#### ACTION ITEM:
Set down all of the lines below exactly as they are given.

· · · · · · ·

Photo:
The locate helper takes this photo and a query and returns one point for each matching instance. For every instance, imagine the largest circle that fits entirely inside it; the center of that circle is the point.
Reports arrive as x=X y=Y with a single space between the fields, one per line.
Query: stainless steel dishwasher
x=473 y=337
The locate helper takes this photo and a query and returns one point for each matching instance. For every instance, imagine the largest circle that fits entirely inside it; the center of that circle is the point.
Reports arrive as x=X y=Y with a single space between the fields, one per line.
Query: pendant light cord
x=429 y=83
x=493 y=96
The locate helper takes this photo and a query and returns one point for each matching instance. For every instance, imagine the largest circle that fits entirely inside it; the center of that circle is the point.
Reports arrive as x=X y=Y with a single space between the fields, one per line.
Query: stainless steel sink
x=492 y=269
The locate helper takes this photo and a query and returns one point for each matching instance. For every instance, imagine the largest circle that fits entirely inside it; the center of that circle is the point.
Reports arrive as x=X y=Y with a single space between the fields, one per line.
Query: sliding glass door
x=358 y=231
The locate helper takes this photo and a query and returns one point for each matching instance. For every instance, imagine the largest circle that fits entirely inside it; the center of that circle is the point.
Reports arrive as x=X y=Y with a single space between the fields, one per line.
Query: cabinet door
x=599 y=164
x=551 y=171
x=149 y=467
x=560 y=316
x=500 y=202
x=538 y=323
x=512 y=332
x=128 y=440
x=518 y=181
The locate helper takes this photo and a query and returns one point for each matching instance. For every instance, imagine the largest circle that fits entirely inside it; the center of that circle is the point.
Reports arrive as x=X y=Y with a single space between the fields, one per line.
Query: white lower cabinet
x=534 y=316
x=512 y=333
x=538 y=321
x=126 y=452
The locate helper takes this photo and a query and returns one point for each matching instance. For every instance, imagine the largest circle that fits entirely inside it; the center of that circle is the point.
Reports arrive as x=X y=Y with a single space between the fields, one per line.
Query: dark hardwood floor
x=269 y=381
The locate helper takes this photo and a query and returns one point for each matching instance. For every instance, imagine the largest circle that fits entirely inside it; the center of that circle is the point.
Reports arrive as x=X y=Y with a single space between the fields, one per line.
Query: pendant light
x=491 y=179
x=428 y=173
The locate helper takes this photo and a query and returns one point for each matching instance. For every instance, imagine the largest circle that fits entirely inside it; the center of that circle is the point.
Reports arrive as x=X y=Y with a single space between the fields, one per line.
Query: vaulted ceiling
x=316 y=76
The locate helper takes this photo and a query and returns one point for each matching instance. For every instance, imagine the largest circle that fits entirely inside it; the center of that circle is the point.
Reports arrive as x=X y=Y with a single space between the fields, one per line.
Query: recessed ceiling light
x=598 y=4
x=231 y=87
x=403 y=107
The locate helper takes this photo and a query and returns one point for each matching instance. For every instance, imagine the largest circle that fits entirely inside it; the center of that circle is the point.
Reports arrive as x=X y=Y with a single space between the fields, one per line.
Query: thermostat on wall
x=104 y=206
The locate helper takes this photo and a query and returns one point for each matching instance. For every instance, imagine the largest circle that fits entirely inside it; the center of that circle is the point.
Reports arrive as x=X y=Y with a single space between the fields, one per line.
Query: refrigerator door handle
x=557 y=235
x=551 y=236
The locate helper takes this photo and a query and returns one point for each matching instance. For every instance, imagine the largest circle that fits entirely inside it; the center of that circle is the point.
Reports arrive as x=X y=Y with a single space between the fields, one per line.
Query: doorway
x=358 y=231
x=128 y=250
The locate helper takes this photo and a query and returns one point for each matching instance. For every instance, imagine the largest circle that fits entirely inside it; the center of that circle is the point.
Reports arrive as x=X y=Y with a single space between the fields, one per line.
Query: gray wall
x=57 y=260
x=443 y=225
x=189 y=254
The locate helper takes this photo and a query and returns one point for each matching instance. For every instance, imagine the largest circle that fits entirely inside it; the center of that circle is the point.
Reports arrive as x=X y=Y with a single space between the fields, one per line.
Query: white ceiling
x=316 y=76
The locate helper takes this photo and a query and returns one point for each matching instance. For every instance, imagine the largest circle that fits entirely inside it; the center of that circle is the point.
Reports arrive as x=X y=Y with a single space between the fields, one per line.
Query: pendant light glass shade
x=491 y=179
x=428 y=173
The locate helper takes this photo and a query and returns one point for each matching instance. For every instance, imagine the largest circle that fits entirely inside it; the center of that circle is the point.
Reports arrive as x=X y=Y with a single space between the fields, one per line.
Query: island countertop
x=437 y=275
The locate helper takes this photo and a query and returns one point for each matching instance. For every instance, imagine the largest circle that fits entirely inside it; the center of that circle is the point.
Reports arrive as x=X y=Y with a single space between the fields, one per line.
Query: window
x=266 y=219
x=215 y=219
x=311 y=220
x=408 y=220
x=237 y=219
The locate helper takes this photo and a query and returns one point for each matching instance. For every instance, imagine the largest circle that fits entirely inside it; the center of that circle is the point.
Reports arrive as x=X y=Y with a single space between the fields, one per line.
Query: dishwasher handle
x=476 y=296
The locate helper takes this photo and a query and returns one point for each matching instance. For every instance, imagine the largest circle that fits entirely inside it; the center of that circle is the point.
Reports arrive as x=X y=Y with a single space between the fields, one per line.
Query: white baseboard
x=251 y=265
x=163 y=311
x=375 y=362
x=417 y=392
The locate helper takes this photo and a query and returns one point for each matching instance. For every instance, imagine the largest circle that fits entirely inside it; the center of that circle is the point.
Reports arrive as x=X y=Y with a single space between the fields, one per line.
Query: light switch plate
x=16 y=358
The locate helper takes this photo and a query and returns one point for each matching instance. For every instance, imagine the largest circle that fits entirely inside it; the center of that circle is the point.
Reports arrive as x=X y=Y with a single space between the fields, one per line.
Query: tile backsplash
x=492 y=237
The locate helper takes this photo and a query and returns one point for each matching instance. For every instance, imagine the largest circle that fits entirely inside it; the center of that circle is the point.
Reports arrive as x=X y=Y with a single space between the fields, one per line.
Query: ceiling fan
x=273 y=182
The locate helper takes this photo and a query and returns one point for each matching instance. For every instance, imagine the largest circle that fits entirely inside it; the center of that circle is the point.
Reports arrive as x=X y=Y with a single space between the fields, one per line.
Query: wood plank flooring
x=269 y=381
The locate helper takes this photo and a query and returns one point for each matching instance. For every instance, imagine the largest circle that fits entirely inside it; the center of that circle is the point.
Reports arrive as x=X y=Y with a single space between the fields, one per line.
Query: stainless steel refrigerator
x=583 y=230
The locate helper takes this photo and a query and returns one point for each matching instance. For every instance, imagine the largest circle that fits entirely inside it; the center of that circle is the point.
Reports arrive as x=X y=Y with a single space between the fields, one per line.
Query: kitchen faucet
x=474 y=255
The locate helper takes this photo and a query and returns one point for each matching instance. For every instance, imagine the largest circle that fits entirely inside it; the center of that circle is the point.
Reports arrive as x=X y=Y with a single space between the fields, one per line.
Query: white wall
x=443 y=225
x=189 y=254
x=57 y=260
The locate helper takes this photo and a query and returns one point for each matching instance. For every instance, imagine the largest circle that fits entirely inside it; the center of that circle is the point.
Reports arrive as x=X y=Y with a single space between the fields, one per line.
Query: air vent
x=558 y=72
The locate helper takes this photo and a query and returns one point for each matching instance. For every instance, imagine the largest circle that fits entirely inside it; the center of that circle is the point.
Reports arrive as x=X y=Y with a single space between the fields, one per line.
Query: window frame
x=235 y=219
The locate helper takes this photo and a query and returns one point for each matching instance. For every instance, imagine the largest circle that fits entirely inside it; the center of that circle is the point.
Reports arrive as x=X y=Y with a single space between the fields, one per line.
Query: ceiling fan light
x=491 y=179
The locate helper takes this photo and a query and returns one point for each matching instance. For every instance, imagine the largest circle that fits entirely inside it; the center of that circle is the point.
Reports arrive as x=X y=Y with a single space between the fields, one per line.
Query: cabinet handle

· · · · · · ·

#### ANSWER TO THIS TASK:
Photo:
The locate helper takes this photo and a query and returns one point for each matching instance. For every instance, imagine the largest circle that fits entirely inside it; the center of that circle is the point.
Reports arrive as x=X y=Y with a single space between the fields, one per line.
Query: stainless steel dishwasher
x=473 y=337
The locate helper takes this photo and a query and returns one point for each matching instance. For every instance, imagine the largest circle that fits entirely inside it; the center of that circle is the point.
Reports arrive as x=X y=Y with a single space between the fields, one per line.
Query: pendant light cord
x=429 y=83
x=493 y=96
The locate helper takes this photo and a query and returns one point for each matching instance. For every instance, imagine the largest circle that fits entirely inside it; the center of that circle is the point.
Reports arrive as x=X y=Y with a single space between the fields, one per line.
Query: stainless steel sink
x=492 y=269
The locate helper takes this photo and a query and returns one point for each matching instance. For every instance, imagine the largest circle that fits entirely inside it; the center of that circle is the point.
Reports arrive as x=X y=Y with a single space between the fields, one per line.
Query: sliding glass door
x=358 y=231
The locate helper takes this photo and a query and returns one point for each matching instance. For every instance, imagine the largest circle that fits entirely inside it; the center of that circle is the point.
Reports arrive as x=X y=Y with a single space between the fields, one per line.
Query: cabinet door
x=599 y=164
x=551 y=171
x=149 y=467
x=560 y=316
x=500 y=202
x=538 y=323
x=512 y=332
x=128 y=440
x=518 y=181
The locate helper takes this photo and a query and returns one point for each matching instance. For every instance, imagine the largest circle that fits entirely inside it; the center of that circle is the point.
Reports arrive as x=X y=Y with a single space between the fields, one per line.
Query: white lower cabinet
x=534 y=316
x=512 y=333
x=538 y=321
x=126 y=452
The locate helper takes this photo and a query and returns one point for each matching instance. For every instance, imagine the largest circle that fits entirely inside it; the center of that circle is the point.
Reports arrive as x=X y=Y with a single space between the fields, one per line.
Query: dark hardwood floor
x=269 y=381
The locate helper takes this photo and a query and returns one point for each matching instance. For every instance, imagine the largest circle that fits entirely inside it; the center of that circle is the point.
Reports arrive as x=X y=Y with a single space between the fields, one per line.
Query: pendant light
x=491 y=179
x=428 y=173
The locate helper takes this photo and a query and returns one point for each matching instance. For every instance, imagine the largest circle that fits entirely inside it; the center of that circle is the point.
Reports arrive as x=X y=Y with a single space between the fields, one per line.
Query: vaulted ceiling
x=316 y=76
The locate helper takes this photo and a query and returns one point for each matching instance. For every instance, imagine the largest circle that fits entirely inside it; the center of that circle is the point.
Reports arrive as x=X y=Y with a single space between the fields, one per line.
Query: recessed ceiling light
x=598 y=4
x=231 y=87
x=403 y=107
The locate helper takes this photo and a query and returns one point for each matching instance. For every instance, imagine the largest circle that fits entirely inside it; the center of that circle is the point.
Reports arrive as x=X y=Y with a single space between the fields, one per line.
Query: thermostat on wall
x=104 y=206
The locate helper takes this photo and a query and returns one point for each matching instance. For every instance, imagine the largest circle that fits entirely inside it; the center of that circle is the point.
Reports arrive as x=X y=Y with a single space between the fields, one per line.
Query: refrigerator door handle
x=557 y=235
x=551 y=236
The locate helper takes this photo and a query and returns one point for each matching instance. For every instance, imagine the largest circle that fits entirely inside it; the center of that circle is the point.
Reports arrive as x=X y=Y with a single space between the fields, one per line.
Query: doorway
x=358 y=231
x=128 y=250
The locate helper takes this photo and a query and returns one point for each matching instance. For every instance, imagine the largest circle that fits entirely inside it; the center of that circle is the point.
Reports arrive as x=X y=Y with a single space between the fields, one per line.
Query: gray wall
x=57 y=260
x=443 y=225
x=189 y=254
The locate helper takes this photo and a query and returns one point for each matching instance. For every instance, imagine the largest circle that fits entirely inside it; the center of that circle is the point.
Reports arrive as x=X y=Y with a single space between the fields, one per line.
Query: white ceiling
x=316 y=76
The locate helper takes this photo and a query and returns one point for each matching instance. For every instance, imagine the largest circle that fits entirely inside it; the center of that circle is the point.
Reports arrive as x=X y=Y with a single space between the fields, one per line.
Query: pendant light glass shade
x=491 y=179
x=428 y=173
The locate helper takes this photo and a query and returns one point for each matching instance. For every instance, imagine the largest circle that fits entirely inside it; the center of that circle is the point.
Reports arrive as x=X y=Y with a single space between the fields, one per line.
Query: island countertop
x=437 y=275
The locate helper takes this photo and a query and returns one point for each matching instance. For every instance, imagine the largest circle that fits entirely inside it; the center of that circle is the point.
Reports arrive as x=X y=Y with a single space between the fields, one per line.
Query: window
x=266 y=219
x=215 y=219
x=311 y=220
x=408 y=220
x=237 y=219
The locate helper takes this photo and a query and returns one point for each matching instance. For every instance, imagine the largest circle that fits entirely inside it; the center of that circle is the point.
Reports arrive as x=X y=Y with a single space between the fields, one per line.
Query: dishwasher handle
x=476 y=296
The locate helper takes this photo and a query and returns one point for each matching instance. For every instance, imagine the largest circle that fits entirely inside it; the center of that circle is the point.
Reports arrive as x=X y=Y with a single space between the fields, one per line.
Query: white baseboard
x=251 y=265
x=163 y=311
x=375 y=362
x=417 y=392
The locate helper takes this photo and a query and returns one point for each matching instance. For every instance, imagine the largest circle that fits entirely inside it; the center of that circle is the point.
Reports arrive as x=X y=Y with a single space between the fields, one per line.
Query: light switch plate
x=16 y=358
The locate helper takes this photo and a query and returns one point for each matching instance. For every instance, imagine the largest circle that fits entirely inside it; the center of that circle is the point.
Reports arrive as x=X y=Y with a single space between the fields, one per line.
Query: tile backsplash
x=492 y=237
The locate helper takes this photo and a query and returns one point for each matching instance. For every instance, imagine the largest circle that fits entirely inside it; the center of that circle is the point.
Reports arrive as x=X y=Y with a single space between the fields, one per line.
Query: ceiling fan
x=273 y=182
The locate helper takes this photo and a query and returns one point for each matching instance. For every instance, imagine the largest circle that fits entirely inside it; the center of that circle is the point.
Reports arrive as x=X y=Y with a single space between the fields, one per line.
Query: wood plank flooring
x=269 y=381
The locate helper takes this photo and a query and returns one point for each matching instance. For every instance, imagine the largest circle that fits entirely inside it; the center of that circle is the point.
Reports arrive as x=X y=Y with a single space between the fields, one per line.
Query: stainless steel refrigerator
x=583 y=230
The locate helper takes this photo and a query and returns one point for each matching instance. For every instance, imagine the largest circle that fits entirely inside it; the center of that circle is the point.
Reports arrive as x=X y=Y with a single space between the fields, one per line.
Query: kitchen faucet
x=474 y=255
The locate helper takes this photo and a query and returns one point for each matching instance. For every instance, imagine the largest circle that fits entirely inside it; the center of that circle is the point.
Reports arrive as x=X y=Y with a single space between the fields, one per line.
Query: white wall
x=443 y=225
x=189 y=254
x=57 y=260
The locate helper takes this photo and a query and returns one point for each matching instance. For every instance, imagine the largest circle that fits entirely inside it; the center of that circle is the point.
Reports arrive as x=X y=Y with a single space between the fields, one per line.
Query: air vent
x=558 y=72
The locate helper takes this photo and a query and returns one point for each matching instance. For every instance, imagine the largest circle that fits entirely inside it; the center of that circle is the point.
Reports arrive as x=X y=Y with a single space between the fields, one per line.
Query: window frame
x=235 y=219
The locate helper takes this photo and a query and returns one point for each matching instance. For every instance, imagine the largest circle that fits entirely inside it; the center of that circle is the point.
Reports arrive as x=X y=Y with a single space between the fields, one per line.
Query: ceiling fan light
x=491 y=179
The locate helper takes this photo and a query and returns one point for each matching instance. For every instance, imagine the largest circle that fits entirely inside it; the center of that circle is the point.
Reports arrive as x=X y=Y with a single space between the fields, one per line.
Query: cabinet handle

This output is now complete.